━━━━━ Provided data

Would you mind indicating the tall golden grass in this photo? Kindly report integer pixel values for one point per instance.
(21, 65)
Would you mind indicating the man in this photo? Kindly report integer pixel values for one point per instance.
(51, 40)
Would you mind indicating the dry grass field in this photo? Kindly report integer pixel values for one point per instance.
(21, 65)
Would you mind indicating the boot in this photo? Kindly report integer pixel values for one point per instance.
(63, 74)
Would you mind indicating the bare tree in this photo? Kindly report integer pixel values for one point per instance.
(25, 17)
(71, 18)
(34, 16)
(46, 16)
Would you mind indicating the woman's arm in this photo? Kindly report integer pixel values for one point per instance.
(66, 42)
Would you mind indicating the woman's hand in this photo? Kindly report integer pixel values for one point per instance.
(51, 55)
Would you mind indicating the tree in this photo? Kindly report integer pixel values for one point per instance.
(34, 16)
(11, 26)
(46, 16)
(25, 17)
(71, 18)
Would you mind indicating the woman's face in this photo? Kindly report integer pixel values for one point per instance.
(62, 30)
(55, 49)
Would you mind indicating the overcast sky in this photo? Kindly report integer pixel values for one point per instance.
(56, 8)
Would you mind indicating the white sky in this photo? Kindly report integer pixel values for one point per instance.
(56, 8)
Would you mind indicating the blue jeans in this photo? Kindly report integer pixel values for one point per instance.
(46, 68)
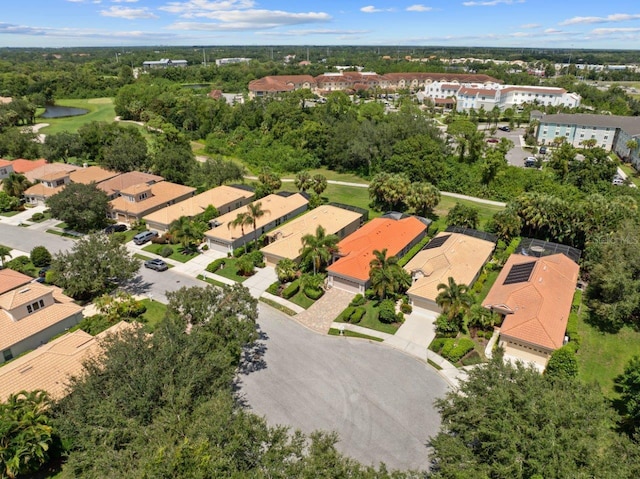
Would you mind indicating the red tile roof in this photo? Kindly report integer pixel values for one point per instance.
(380, 233)
(538, 308)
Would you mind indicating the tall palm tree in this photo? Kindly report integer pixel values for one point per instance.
(15, 184)
(255, 212)
(318, 248)
(242, 219)
(454, 299)
(386, 275)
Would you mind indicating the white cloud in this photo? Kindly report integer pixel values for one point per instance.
(419, 8)
(128, 13)
(491, 3)
(616, 17)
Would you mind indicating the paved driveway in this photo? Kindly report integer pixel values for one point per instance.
(379, 400)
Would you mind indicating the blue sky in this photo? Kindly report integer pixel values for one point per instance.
(508, 23)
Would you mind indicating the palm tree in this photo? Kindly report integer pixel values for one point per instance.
(318, 248)
(242, 219)
(15, 184)
(4, 252)
(454, 299)
(255, 212)
(386, 275)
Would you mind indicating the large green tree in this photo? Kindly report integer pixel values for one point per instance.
(82, 207)
(96, 264)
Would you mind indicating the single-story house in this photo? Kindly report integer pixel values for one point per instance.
(448, 255)
(398, 234)
(223, 198)
(50, 366)
(286, 241)
(534, 295)
(278, 208)
(31, 314)
(137, 201)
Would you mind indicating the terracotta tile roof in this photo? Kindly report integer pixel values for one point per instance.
(23, 166)
(118, 183)
(288, 238)
(538, 308)
(460, 257)
(218, 197)
(357, 248)
(92, 174)
(276, 205)
(15, 331)
(47, 169)
(10, 279)
(162, 193)
(50, 366)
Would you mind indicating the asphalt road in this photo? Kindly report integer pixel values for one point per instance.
(379, 400)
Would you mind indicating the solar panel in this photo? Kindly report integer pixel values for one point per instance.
(437, 242)
(520, 273)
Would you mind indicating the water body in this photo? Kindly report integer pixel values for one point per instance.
(62, 111)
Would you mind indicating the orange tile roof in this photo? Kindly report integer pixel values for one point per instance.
(92, 174)
(380, 233)
(10, 279)
(23, 166)
(50, 366)
(538, 309)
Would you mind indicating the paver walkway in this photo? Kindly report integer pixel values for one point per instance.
(322, 313)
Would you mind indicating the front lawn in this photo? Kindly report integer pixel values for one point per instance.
(177, 255)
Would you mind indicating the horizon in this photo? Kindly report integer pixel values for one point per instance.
(440, 23)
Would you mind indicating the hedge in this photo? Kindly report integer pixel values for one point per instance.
(290, 290)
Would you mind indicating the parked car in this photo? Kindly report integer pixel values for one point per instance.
(157, 264)
(117, 228)
(142, 238)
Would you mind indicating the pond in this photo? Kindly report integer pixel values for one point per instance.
(62, 111)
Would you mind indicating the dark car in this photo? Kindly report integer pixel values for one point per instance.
(157, 264)
(118, 228)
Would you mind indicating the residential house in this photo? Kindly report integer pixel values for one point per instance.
(278, 209)
(458, 255)
(31, 314)
(142, 199)
(534, 296)
(611, 132)
(223, 198)
(397, 234)
(112, 187)
(51, 365)
(286, 241)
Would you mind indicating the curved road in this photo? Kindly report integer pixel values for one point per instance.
(380, 401)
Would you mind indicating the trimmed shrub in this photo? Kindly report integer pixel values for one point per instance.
(387, 311)
(290, 290)
(357, 315)
(216, 265)
(313, 293)
(358, 300)
(40, 256)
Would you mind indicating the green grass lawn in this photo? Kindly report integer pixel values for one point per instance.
(100, 109)
(177, 254)
(154, 314)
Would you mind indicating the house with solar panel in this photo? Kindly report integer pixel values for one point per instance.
(533, 293)
(458, 253)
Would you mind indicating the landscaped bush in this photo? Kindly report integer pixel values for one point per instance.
(387, 311)
(290, 290)
(358, 300)
(216, 265)
(313, 293)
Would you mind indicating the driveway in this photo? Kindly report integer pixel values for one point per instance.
(379, 400)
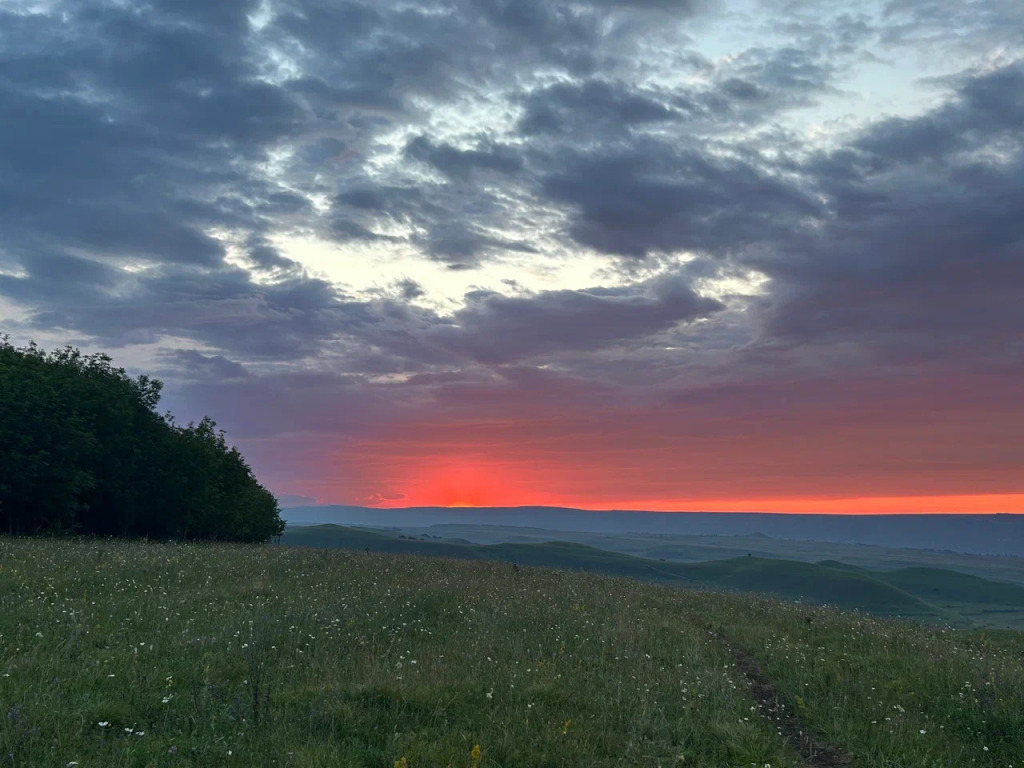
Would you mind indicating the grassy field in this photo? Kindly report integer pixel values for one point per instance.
(143, 654)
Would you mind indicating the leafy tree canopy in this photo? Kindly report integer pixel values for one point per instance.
(83, 450)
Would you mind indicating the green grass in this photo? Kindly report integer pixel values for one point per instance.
(935, 595)
(118, 653)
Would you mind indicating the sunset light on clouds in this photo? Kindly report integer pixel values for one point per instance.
(728, 255)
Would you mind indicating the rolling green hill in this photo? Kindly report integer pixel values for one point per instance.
(925, 594)
(213, 655)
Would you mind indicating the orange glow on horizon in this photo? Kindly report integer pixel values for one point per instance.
(456, 496)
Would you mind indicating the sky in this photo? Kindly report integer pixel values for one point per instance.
(651, 254)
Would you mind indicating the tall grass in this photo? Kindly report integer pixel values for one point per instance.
(135, 654)
(119, 653)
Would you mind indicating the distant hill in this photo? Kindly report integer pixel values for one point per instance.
(982, 535)
(919, 593)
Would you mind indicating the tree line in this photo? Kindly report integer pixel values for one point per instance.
(84, 450)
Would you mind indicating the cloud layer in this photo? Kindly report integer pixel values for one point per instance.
(678, 248)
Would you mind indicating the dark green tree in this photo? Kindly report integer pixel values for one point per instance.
(83, 449)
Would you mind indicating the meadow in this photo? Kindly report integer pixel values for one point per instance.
(116, 653)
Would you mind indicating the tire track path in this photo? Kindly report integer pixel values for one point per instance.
(816, 754)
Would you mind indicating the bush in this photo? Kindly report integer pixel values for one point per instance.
(83, 450)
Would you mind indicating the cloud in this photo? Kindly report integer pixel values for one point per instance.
(493, 328)
(656, 197)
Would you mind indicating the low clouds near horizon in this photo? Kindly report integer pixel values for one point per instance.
(483, 251)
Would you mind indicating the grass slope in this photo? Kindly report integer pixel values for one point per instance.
(130, 654)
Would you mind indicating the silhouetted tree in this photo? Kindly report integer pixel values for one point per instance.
(83, 449)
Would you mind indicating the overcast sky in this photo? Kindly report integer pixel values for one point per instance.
(674, 254)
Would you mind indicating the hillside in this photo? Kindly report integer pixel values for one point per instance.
(117, 653)
(927, 594)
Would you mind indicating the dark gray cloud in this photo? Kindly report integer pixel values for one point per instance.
(656, 197)
(151, 153)
(493, 328)
(923, 253)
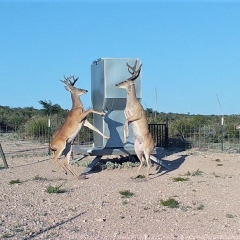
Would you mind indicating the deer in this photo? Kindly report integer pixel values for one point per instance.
(135, 114)
(77, 117)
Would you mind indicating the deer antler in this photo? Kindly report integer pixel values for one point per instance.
(69, 84)
(135, 73)
(67, 80)
(74, 80)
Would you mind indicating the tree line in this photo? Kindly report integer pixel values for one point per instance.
(14, 118)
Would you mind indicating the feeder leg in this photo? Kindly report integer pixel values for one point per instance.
(92, 164)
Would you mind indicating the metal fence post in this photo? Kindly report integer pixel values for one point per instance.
(3, 157)
(49, 127)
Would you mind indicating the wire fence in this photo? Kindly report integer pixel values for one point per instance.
(42, 134)
(203, 138)
(207, 137)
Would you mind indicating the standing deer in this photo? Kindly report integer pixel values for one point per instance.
(135, 114)
(77, 117)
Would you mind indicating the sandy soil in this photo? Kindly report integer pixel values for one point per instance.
(208, 200)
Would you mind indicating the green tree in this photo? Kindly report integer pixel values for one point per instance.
(50, 109)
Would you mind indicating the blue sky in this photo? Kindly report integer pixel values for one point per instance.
(190, 51)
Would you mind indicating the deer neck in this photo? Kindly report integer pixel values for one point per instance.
(131, 94)
(76, 102)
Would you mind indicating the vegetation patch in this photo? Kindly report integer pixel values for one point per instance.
(171, 203)
(16, 181)
(126, 194)
(197, 173)
(229, 215)
(140, 176)
(51, 189)
(38, 178)
(180, 179)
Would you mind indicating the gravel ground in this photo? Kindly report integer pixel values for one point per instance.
(204, 187)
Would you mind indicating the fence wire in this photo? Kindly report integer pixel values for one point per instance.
(207, 137)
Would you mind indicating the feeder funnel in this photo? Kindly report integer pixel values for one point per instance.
(105, 74)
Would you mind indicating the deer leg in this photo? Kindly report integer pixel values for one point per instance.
(59, 150)
(125, 132)
(138, 147)
(148, 160)
(89, 125)
(67, 152)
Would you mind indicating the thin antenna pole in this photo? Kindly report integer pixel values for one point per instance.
(222, 120)
(156, 100)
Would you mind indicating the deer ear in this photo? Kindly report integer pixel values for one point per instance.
(132, 82)
(67, 88)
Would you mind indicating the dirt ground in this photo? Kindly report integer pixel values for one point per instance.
(203, 187)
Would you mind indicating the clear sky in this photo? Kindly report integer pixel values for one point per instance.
(190, 51)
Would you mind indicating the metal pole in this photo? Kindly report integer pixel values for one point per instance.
(3, 157)
(222, 120)
(49, 128)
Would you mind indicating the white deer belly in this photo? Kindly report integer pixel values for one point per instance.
(74, 134)
(137, 132)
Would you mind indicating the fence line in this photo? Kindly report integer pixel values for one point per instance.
(207, 137)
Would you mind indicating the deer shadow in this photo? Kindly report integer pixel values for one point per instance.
(171, 164)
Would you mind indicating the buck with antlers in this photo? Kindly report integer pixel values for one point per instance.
(135, 114)
(77, 117)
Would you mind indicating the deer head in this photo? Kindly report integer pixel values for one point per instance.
(131, 80)
(70, 86)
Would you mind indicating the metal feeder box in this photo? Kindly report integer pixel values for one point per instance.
(105, 74)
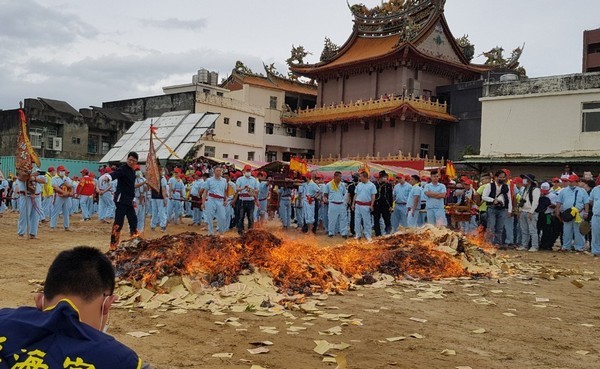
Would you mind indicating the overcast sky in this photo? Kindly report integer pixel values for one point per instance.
(86, 52)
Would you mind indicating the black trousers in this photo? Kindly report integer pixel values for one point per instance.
(120, 213)
(352, 222)
(246, 210)
(379, 212)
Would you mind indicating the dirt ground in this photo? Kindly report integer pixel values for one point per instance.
(552, 334)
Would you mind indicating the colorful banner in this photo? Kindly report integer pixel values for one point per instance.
(25, 156)
(152, 171)
(298, 165)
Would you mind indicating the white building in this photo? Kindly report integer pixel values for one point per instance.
(250, 107)
(539, 124)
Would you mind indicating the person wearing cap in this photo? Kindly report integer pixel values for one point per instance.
(298, 194)
(567, 172)
(546, 219)
(310, 195)
(528, 217)
(66, 327)
(556, 185)
(499, 201)
(175, 196)
(47, 195)
(214, 200)
(105, 199)
(413, 211)
(400, 193)
(351, 191)
(74, 199)
(30, 204)
(159, 204)
(285, 205)
(484, 181)
(322, 207)
(335, 195)
(594, 204)
(85, 192)
(229, 206)
(363, 203)
(63, 186)
(124, 198)
(512, 227)
(141, 198)
(436, 193)
(3, 193)
(196, 198)
(264, 190)
(575, 200)
(247, 198)
(384, 200)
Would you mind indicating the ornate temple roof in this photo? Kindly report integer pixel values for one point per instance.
(271, 81)
(396, 32)
(388, 106)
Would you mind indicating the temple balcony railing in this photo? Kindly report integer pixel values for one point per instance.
(429, 162)
(385, 102)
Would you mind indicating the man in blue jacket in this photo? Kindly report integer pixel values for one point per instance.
(67, 327)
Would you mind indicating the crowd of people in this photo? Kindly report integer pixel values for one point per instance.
(518, 212)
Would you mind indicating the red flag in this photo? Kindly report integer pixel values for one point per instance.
(450, 169)
(299, 165)
(25, 156)
(152, 172)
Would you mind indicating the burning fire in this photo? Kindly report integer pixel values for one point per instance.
(296, 265)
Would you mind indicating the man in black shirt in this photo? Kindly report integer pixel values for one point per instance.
(383, 204)
(351, 192)
(124, 196)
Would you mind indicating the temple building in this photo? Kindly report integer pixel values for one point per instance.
(377, 93)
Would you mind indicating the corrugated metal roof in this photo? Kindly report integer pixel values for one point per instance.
(591, 156)
(60, 106)
(179, 130)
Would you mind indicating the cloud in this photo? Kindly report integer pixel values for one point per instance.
(92, 81)
(176, 23)
(26, 23)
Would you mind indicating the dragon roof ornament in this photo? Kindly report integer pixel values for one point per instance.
(404, 17)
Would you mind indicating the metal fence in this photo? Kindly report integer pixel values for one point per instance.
(7, 165)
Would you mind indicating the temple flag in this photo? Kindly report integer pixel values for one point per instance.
(450, 169)
(152, 172)
(25, 156)
(298, 165)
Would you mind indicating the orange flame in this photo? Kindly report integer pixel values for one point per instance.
(300, 265)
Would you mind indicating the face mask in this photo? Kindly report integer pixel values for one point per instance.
(106, 325)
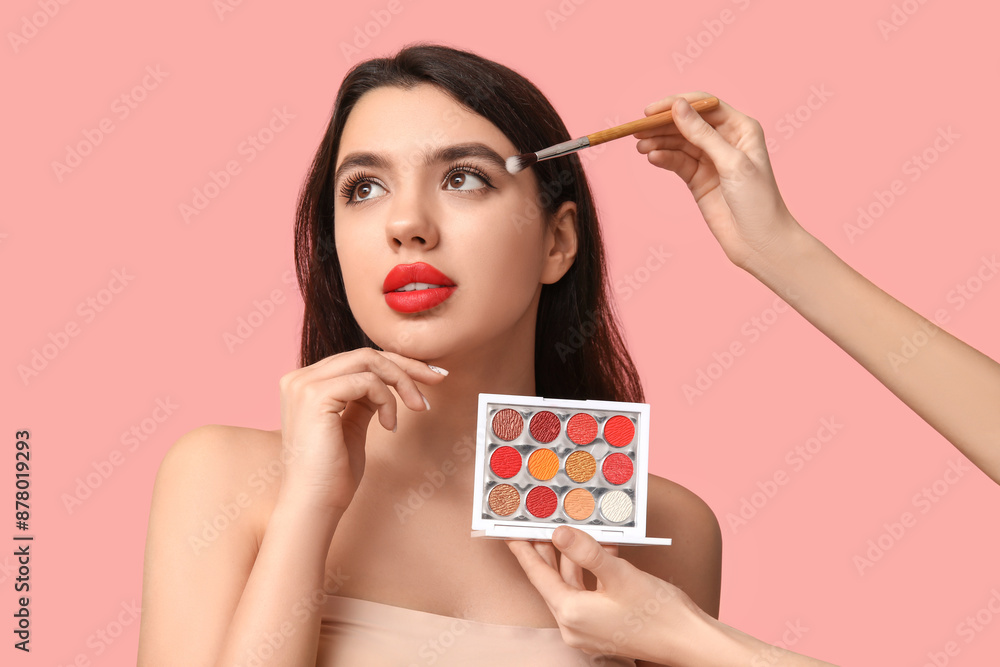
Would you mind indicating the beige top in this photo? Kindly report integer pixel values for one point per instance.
(362, 632)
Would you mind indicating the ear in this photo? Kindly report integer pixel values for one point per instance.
(561, 243)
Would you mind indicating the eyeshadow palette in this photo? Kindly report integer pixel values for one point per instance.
(543, 462)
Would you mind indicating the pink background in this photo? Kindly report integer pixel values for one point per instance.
(162, 336)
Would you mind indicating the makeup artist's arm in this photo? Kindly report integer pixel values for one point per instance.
(217, 592)
(633, 613)
(724, 162)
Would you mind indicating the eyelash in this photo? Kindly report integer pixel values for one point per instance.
(353, 181)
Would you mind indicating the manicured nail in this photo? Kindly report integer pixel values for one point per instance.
(563, 538)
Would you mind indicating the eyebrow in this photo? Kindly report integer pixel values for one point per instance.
(442, 154)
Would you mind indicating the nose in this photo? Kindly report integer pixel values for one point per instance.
(411, 221)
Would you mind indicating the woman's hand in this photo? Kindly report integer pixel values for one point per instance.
(722, 158)
(632, 613)
(325, 411)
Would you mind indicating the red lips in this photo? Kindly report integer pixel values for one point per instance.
(416, 300)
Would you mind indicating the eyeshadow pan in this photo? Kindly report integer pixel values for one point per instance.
(579, 504)
(508, 424)
(582, 428)
(543, 464)
(541, 501)
(504, 499)
(617, 468)
(544, 427)
(616, 506)
(580, 466)
(505, 462)
(619, 431)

━━━━━━━━━━

* _Description of the task_
Every line from the one holding "Would you mind indicating the nose" through the final line of the listing must be echoed exactly; leave out all other lines.

* _Solution for this exercise_
Would you mind indicating the nose in this photo? Kindly report integer pixel values for one point per instance.
(411, 221)
Would you mind indicating the woman's hand in this photo? Kindly report integer pixel values for one point per instance.
(722, 158)
(632, 613)
(325, 411)
Would you mind indicating the red lips in this photo? Kindly report integer pixel values for one point per instance.
(416, 300)
Would you mind indicating the eyeshadow pan in this photo? Kindly report integer pixel values for one point per instance.
(579, 504)
(508, 424)
(582, 428)
(543, 464)
(541, 501)
(504, 499)
(617, 468)
(544, 427)
(616, 506)
(580, 466)
(505, 462)
(619, 431)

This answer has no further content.